Please write every entry out again, exactly as it reads below.

◆ ◆ ◆ ◆ ◆ ◆ ◆

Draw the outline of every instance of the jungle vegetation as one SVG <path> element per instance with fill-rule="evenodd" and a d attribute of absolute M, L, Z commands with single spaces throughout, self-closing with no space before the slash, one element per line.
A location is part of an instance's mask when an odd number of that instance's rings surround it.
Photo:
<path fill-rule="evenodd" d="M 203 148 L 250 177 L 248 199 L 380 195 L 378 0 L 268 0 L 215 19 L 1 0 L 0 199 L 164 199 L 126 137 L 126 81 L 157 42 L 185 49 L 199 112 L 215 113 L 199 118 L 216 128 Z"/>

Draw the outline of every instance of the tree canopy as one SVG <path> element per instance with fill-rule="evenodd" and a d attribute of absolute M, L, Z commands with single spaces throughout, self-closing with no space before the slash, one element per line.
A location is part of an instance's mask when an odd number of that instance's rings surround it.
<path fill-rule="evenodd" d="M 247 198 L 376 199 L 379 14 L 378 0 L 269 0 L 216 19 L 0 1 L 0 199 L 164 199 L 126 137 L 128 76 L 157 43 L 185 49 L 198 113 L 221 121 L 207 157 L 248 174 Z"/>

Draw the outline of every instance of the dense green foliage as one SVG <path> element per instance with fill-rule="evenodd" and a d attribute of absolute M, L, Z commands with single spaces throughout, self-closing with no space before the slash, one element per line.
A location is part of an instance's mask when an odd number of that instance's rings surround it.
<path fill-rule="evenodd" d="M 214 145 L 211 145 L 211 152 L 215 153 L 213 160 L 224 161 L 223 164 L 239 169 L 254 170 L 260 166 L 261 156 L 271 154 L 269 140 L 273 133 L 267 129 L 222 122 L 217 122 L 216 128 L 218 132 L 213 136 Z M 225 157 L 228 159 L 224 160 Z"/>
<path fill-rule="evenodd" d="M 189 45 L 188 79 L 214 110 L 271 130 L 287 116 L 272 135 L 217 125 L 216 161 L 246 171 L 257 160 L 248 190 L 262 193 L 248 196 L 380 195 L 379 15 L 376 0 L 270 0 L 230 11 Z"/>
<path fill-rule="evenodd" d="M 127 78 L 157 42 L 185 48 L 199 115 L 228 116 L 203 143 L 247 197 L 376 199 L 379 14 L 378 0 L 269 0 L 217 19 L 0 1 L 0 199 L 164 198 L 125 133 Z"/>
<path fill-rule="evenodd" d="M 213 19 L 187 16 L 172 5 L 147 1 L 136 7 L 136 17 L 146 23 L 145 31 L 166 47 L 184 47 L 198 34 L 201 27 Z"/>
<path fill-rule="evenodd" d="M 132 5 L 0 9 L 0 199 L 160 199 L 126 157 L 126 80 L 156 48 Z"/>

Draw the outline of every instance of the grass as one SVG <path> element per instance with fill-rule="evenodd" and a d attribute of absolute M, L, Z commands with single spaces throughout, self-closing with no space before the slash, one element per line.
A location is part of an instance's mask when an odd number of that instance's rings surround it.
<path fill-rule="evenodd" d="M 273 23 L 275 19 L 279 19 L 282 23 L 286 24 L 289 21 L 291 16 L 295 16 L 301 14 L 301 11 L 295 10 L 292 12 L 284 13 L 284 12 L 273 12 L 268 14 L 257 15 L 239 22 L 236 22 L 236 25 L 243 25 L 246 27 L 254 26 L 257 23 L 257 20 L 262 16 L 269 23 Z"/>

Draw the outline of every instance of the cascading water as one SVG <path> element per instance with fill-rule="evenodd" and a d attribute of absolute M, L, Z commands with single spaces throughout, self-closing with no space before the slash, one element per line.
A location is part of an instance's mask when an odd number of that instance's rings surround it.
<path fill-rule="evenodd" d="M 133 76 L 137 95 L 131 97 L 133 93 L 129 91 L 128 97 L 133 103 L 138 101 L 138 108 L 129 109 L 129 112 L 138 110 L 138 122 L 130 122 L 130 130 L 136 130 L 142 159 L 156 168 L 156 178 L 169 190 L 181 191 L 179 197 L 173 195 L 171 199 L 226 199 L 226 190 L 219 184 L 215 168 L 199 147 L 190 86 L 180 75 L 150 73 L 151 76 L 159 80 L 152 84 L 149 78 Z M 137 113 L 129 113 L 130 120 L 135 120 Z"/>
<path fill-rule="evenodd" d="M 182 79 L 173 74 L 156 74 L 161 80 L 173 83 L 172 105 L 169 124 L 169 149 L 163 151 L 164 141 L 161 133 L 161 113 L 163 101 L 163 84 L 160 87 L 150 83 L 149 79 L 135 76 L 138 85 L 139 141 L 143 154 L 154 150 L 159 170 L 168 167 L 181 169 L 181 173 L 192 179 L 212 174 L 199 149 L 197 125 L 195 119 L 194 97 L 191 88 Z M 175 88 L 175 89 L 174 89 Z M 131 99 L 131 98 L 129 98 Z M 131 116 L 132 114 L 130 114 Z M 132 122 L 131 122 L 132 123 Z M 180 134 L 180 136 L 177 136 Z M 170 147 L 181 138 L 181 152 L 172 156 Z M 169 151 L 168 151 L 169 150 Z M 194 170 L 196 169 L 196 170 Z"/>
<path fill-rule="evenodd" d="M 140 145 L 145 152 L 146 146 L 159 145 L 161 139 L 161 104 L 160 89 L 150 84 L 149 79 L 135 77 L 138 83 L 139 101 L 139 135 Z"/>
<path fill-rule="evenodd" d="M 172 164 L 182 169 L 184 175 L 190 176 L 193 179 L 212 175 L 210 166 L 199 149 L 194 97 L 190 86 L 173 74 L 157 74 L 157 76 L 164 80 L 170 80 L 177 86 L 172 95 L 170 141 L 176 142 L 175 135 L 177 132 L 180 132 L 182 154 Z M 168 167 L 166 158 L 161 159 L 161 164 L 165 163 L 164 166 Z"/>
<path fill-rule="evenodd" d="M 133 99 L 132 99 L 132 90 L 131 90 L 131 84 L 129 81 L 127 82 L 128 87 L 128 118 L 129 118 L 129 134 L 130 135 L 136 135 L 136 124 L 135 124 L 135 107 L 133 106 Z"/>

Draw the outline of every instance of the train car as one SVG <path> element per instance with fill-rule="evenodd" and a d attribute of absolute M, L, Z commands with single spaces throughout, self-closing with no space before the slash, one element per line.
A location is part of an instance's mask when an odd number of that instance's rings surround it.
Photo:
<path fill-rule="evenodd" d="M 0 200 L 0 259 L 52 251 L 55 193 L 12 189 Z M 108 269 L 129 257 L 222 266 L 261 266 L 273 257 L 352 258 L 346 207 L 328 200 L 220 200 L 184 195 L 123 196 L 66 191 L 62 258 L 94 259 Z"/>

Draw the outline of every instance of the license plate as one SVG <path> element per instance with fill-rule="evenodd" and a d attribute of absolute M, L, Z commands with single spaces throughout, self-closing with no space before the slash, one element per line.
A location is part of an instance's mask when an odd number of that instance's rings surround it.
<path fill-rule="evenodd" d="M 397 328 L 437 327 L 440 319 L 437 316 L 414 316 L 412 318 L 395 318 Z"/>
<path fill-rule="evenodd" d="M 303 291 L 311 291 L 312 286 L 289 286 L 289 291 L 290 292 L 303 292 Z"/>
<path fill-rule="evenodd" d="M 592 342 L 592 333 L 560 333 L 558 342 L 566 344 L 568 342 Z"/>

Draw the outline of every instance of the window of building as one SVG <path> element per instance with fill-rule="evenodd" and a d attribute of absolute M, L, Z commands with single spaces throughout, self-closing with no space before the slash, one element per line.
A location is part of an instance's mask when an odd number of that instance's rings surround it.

◆ ◆ ◆ ◆ ◆ ◆ ◆

RESPONSE TO THIS EXERCISE:
Draw the outline of every instance of the jungle vegetation as one SVG <path> element per instance with fill-rule="evenodd" and a d attribute of absolute M, L, Z commands with single spaces throughout, self-closing with no space before the slash, one element per line.
A location is part of an instance's mask when an odd number of that instance's rings surround it.
Photo:
<path fill-rule="evenodd" d="M 203 148 L 250 177 L 248 199 L 380 195 L 378 0 L 268 0 L 215 19 L 1 0 L 0 199 L 164 199 L 126 137 L 126 81 L 157 42 L 185 49 L 199 112 L 215 113 L 199 118 L 216 128 Z"/>

Draw the outline of every instance of the tree canopy as one SVG <path> element per instance with fill-rule="evenodd" and a d attribute of absolute M, L, Z commands with single spaces throughout, self-closing with no space before the slash, one element per line.
A location is part of an instance's mask when an odd number of that instance's rings surround it.
<path fill-rule="evenodd" d="M 247 198 L 376 199 L 379 14 L 378 0 L 269 0 L 216 19 L 0 1 L 0 199 L 164 199 L 126 137 L 128 76 L 157 43 L 185 49 L 198 113 L 221 121 L 207 157 L 248 174 Z"/>

Draw the outline of every instance of the dense green foliage as one SVG <path> element per instance with fill-rule="evenodd" and a d attribute of absolute M, L, Z commands with single spaces throughout, self-closing with no space before the slash, one element per line.
A location is part of an instance's mask when an odd number of that instance's rings surround it.
<path fill-rule="evenodd" d="M 214 145 L 211 145 L 211 152 L 215 153 L 213 160 L 224 161 L 223 164 L 239 169 L 254 170 L 260 166 L 261 156 L 271 154 L 269 140 L 273 133 L 267 129 L 222 122 L 217 122 L 216 128 L 218 132 L 213 136 Z M 225 157 L 228 159 L 224 160 Z"/>
<path fill-rule="evenodd" d="M 189 45 L 188 79 L 214 110 L 271 130 L 287 116 L 272 135 L 217 125 L 216 161 L 246 171 L 257 160 L 248 190 L 262 193 L 248 196 L 380 195 L 379 15 L 376 0 L 270 0 L 230 11 Z"/>
<path fill-rule="evenodd" d="M 127 78 L 157 42 L 185 48 L 199 115 L 228 116 L 203 143 L 247 197 L 376 199 L 379 14 L 378 0 L 269 0 L 217 19 L 0 1 L 0 199 L 164 198 L 125 133 Z"/>
<path fill-rule="evenodd" d="M 213 19 L 187 16 L 172 5 L 147 1 L 136 7 L 136 17 L 146 23 L 145 31 L 166 47 L 184 47 L 198 34 L 201 27 Z"/>
<path fill-rule="evenodd" d="M 132 5 L 0 9 L 0 199 L 160 199 L 126 157 L 126 80 L 156 48 Z"/>

Draw the outline of every instance of the grass as one SVG <path> element per instance with fill-rule="evenodd" and a d attribute of absolute M, L, Z commands with single spaces throughout, self-closing with no space before the slash, one element per line.
A location is part of an instance's mask when an odd number of that instance's rings surround it.
<path fill-rule="evenodd" d="M 273 23 L 275 19 L 279 19 L 282 23 L 286 24 L 289 21 L 291 16 L 295 16 L 301 14 L 301 11 L 295 10 L 292 12 L 284 13 L 284 12 L 273 12 L 268 14 L 257 15 L 239 22 L 236 22 L 236 25 L 243 25 L 246 27 L 254 26 L 257 23 L 257 20 L 262 16 L 269 23 Z"/>

Draw the outline of every instance of the cascading water as one SVG <path> element per instance with fill-rule="evenodd" and a d attribute of absolute M, L, Z commands with single spaces throughout, self-closing with no space before the slash, one element per line.
A location is part of an instance's mask when an odd number of that instance's rings surround it.
<path fill-rule="evenodd" d="M 133 76 L 137 95 L 131 97 L 133 93 L 129 91 L 128 97 L 133 103 L 138 101 L 138 108 L 129 109 L 129 112 L 138 110 L 138 122 L 130 122 L 130 130 L 136 130 L 142 159 L 156 168 L 156 178 L 169 190 L 181 191 L 179 197 L 173 195 L 171 199 L 226 199 L 226 190 L 219 184 L 215 168 L 199 147 L 190 86 L 180 75 L 150 73 L 151 76 L 159 80 L 152 84 L 149 78 Z M 137 113 L 129 113 L 130 120 L 135 120 Z"/>
<path fill-rule="evenodd" d="M 182 79 L 173 74 L 156 74 L 161 80 L 173 83 L 172 105 L 169 124 L 169 149 L 163 151 L 164 141 L 161 133 L 161 113 L 163 101 L 163 84 L 160 87 L 150 83 L 149 79 L 135 76 L 138 85 L 139 141 L 143 154 L 154 150 L 159 170 L 168 167 L 181 169 L 181 173 L 192 179 L 212 174 L 199 149 L 197 125 L 195 119 L 194 97 L 191 88 Z M 175 88 L 175 89 L 174 89 Z M 131 99 L 131 98 L 129 98 Z M 131 116 L 132 114 L 130 114 Z M 132 122 L 131 122 L 132 123 Z M 180 134 L 180 136 L 177 136 Z M 170 147 L 181 138 L 181 152 L 172 156 Z M 169 151 L 168 151 L 169 150 Z M 194 170 L 196 169 L 196 170 Z"/>
<path fill-rule="evenodd" d="M 140 145 L 145 152 L 146 146 L 159 145 L 161 139 L 161 104 L 160 89 L 150 84 L 149 79 L 135 77 L 138 83 L 139 101 L 139 135 Z"/>
<path fill-rule="evenodd" d="M 172 164 L 182 169 L 184 175 L 190 176 L 193 179 L 212 175 L 210 166 L 199 149 L 194 97 L 190 86 L 173 74 L 157 74 L 157 76 L 164 80 L 170 80 L 177 86 L 172 95 L 170 141 L 176 142 L 175 135 L 177 132 L 180 132 L 182 154 Z M 168 167 L 166 158 L 161 159 L 161 164 L 165 163 L 164 166 Z"/>
<path fill-rule="evenodd" d="M 133 99 L 132 99 L 132 90 L 131 90 L 131 84 L 129 81 L 127 82 L 128 87 L 128 118 L 129 118 L 129 134 L 130 135 L 136 135 L 136 124 L 135 124 L 135 107 L 133 106 Z"/>

Draw the outline of every instance of the train car as one SVG <path> element per instance with fill-rule="evenodd" and a d attribute of absolute M, L, Z commands with single spaces throughout, self-closing with no space before the slash, one element per line.
A location is part of an instance's mask when an odd number of that instance's rings surround it.
Photo:
<path fill-rule="evenodd" d="M 0 200 L 0 259 L 52 251 L 55 193 L 12 189 Z M 108 269 L 129 257 L 222 266 L 261 266 L 273 257 L 352 258 L 346 207 L 328 200 L 220 200 L 184 195 L 123 196 L 66 191 L 62 258 L 94 259 Z"/>

Draw the outline of every instance of the license plate as one SVG <path> element per instance with fill-rule="evenodd" and a d attribute of absolute M, L, Z commands with single spaces throughout, self-closing with no space before the slash, one element per line.
A location is part of an instance's mask when an odd number of that instance's rings surround it.
<path fill-rule="evenodd" d="M 397 328 L 437 327 L 440 319 L 437 316 L 414 316 L 412 318 L 395 318 Z"/>
<path fill-rule="evenodd" d="M 303 291 L 311 291 L 312 286 L 289 286 L 289 291 L 290 292 L 303 292 Z"/>
<path fill-rule="evenodd" d="M 592 342 L 592 333 L 560 333 L 558 342 L 566 344 L 568 342 Z"/>

Draw the outline of every instance of the window of building as one SVG <path> element per instance with fill-rule="evenodd" and a d attribute of absolute M, L, Z commands with single spaces throughout, self-closing with no space before the slash, one element per line.
A location is part of an instance's mask when an odd number of that instance's rings surround it.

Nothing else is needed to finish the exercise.